The football team always started their season with a ‘Combine’ which is a sort of fitness and conditioning school and test. In fact you can see the combine used in the NFL draft and pre season training extensively. While I am no Football expert being an English implant, I have seen some distinct benefits of habits and training policies that cross deck from Football to Rugby nicely. In particular I found that the Football tackling coaches taught the Rugby players how to hit/tackle and tie up the player and ball. Speed work as alluded to in the article played a big part of the bigger players regimine and we see an explosive capability of big players in Football however, their ability to maintain any kind of intensity for more than a few minutes dwindle rapidly.

I also saw a far more regimented system for warm ups at the beginning of each training session with the team captain, or senior guys leading an extensive warm up and stretching routine…. They also work harder off season using the time for younger guys to gain strength, size and attend workshops on sprinting and speed. Lifting in season also plays a big part with team members encouraged to lift regularly and record their activities in some detail under the guidance of one of the many coaching staff on hand.

> _INFORMATION SUPPLIED_
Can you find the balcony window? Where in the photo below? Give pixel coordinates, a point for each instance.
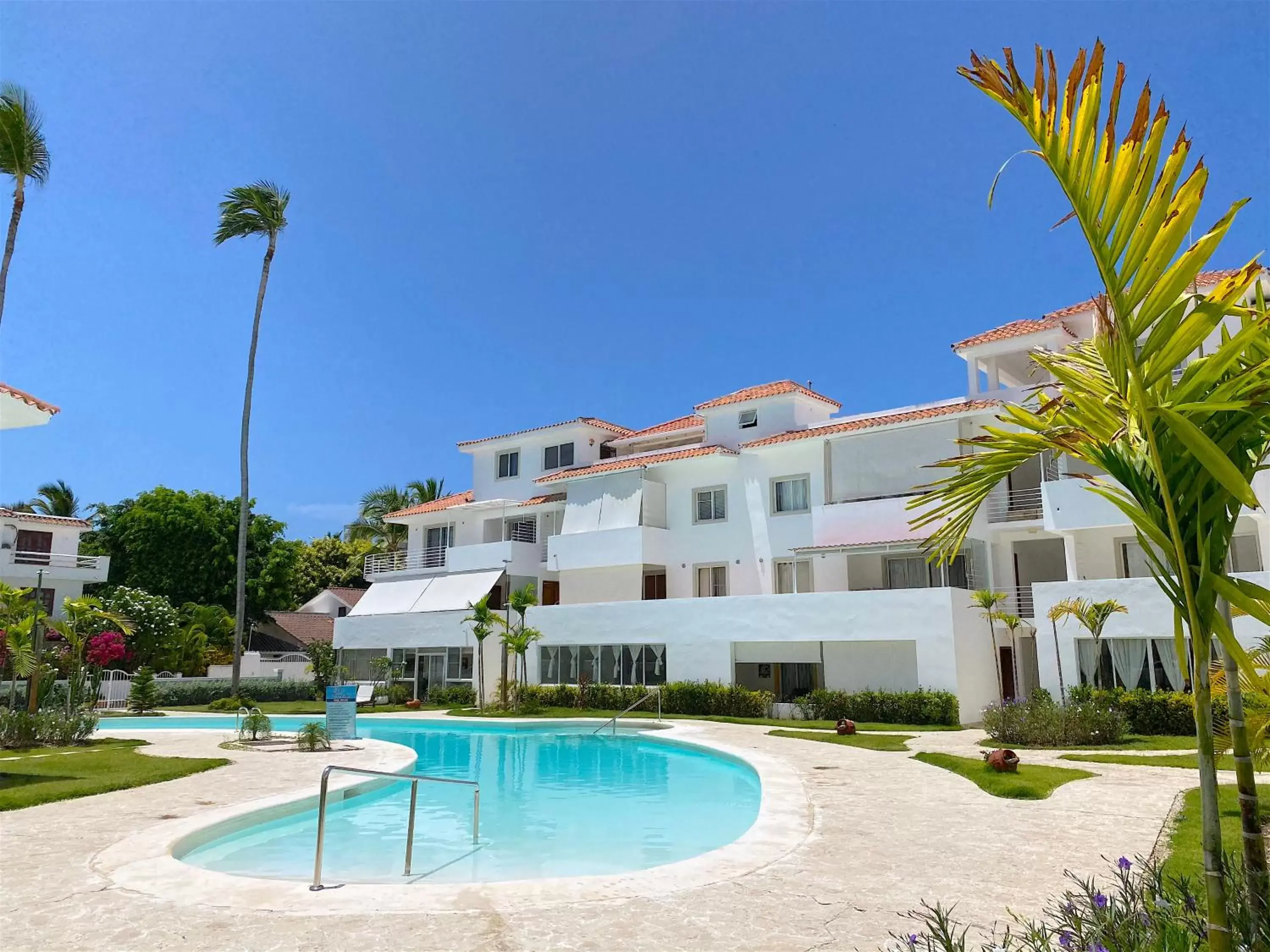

> _YOUR GOAL_
Reproduce the passage on football and rugby training word for word, from "The football team" up to and including "minutes dwindle rapidly.".

> _SOLUTION TO THE PROBLEM_
The football team always started their season with a ‘Combine’ which is a sort of fitness and conditioning school and test. In fact you can see the combine used in the NFL draft and pre season training extensively. While I am no Football expert being an English implant, I have seen some distinct benefits of habits and training policies that cross deck from Football to Rugby nicely. In particular I found that the Football tackling coaches taught the Rugby players how to hit/tackle and tie up the player and ball. Speed work as alluded to in the article played a big part of the bigger players regimine and we see an explosive capability of big players in Football however, their ability to maintain any kind of intensity for more than a few minutes dwindle rapidly.